[Given instruction] Identify each line below that contains the string "cookie" and copy those lines out in full. Letter case must match.

[Records shown]
* * * * * * *
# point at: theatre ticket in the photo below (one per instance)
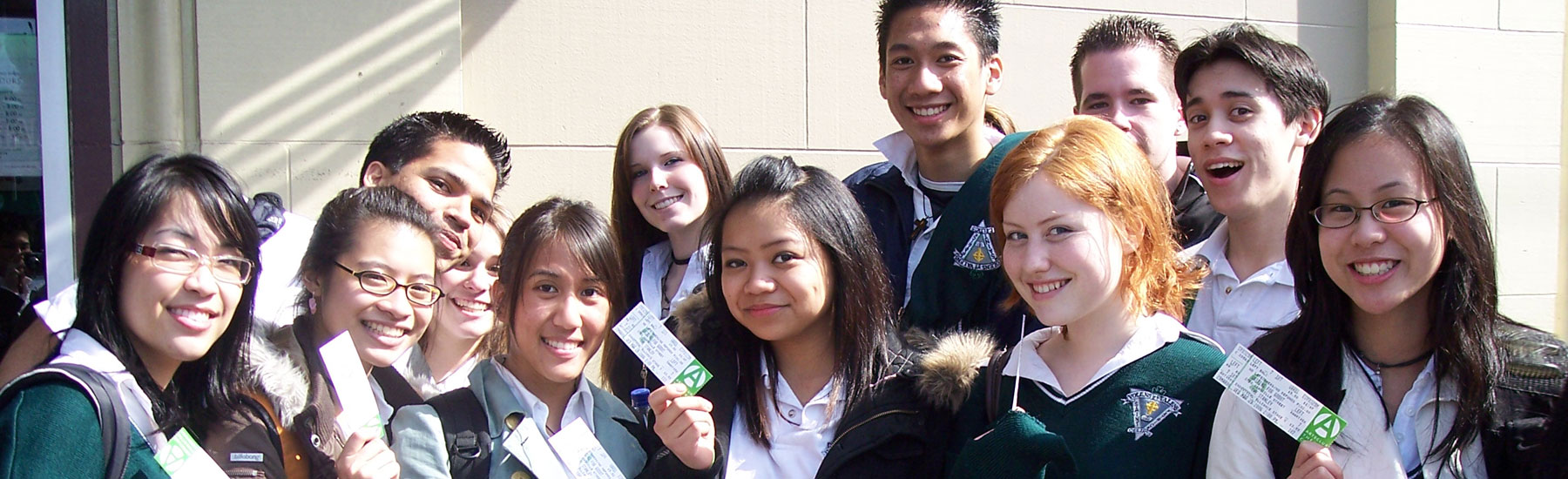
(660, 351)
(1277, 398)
* * * * * * *
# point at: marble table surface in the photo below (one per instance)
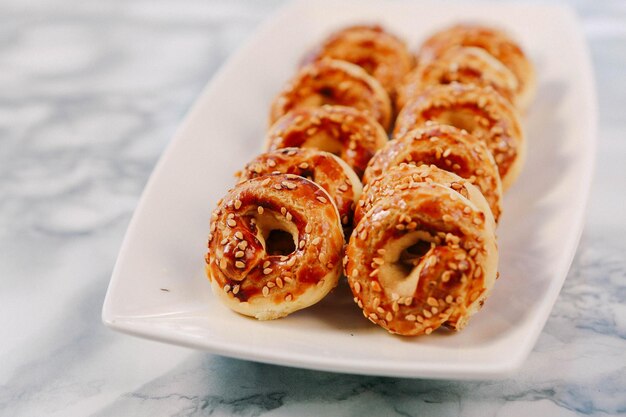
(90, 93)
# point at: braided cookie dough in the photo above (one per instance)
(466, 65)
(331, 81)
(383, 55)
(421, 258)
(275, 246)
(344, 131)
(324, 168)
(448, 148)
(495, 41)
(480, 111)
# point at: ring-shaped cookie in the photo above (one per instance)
* * * * * * *
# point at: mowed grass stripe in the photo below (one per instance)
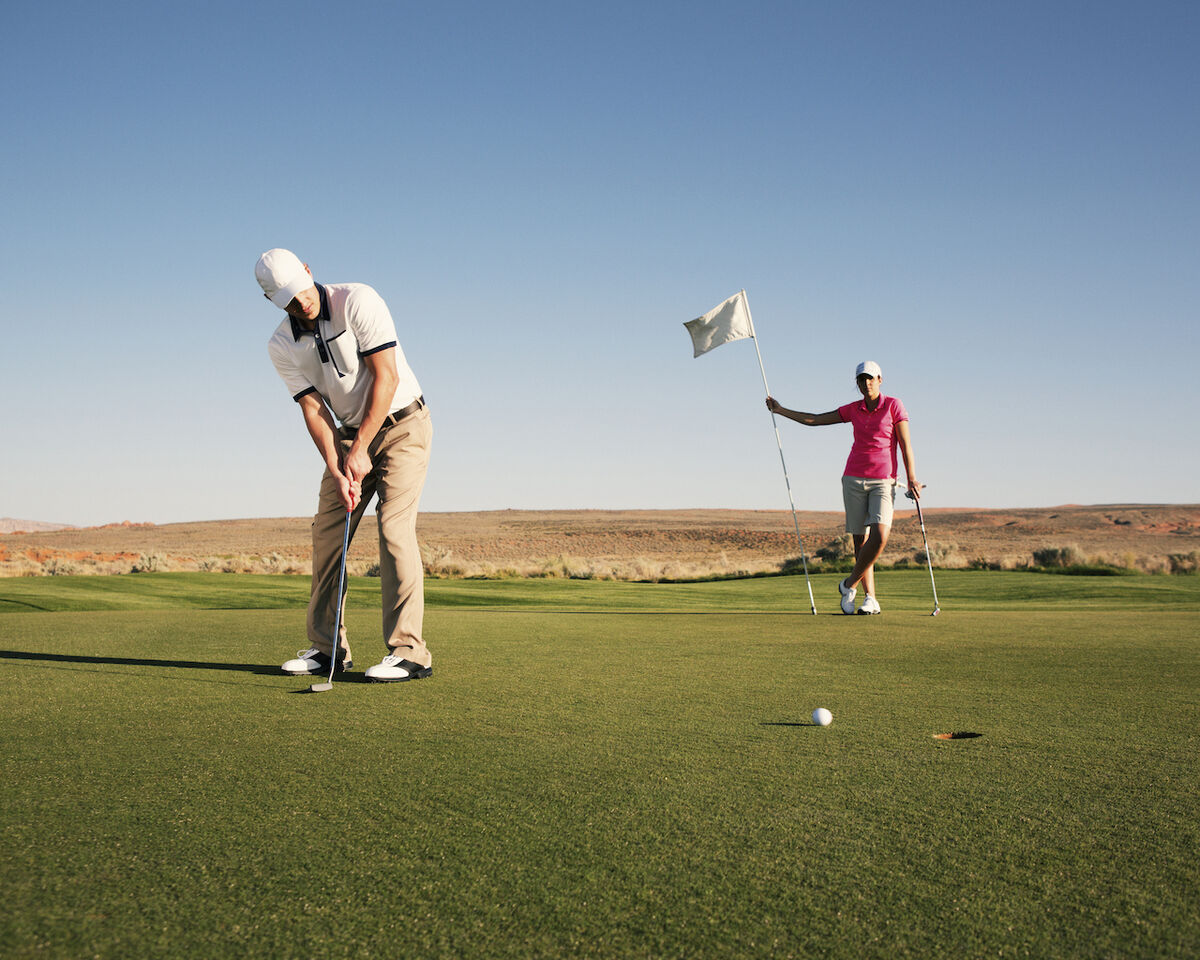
* * * * * * *
[Solved problem]
# point at: braided cookie dough in the photo above (one per instance)
# point at: ring-shaped cookie in the photo above (one per instance)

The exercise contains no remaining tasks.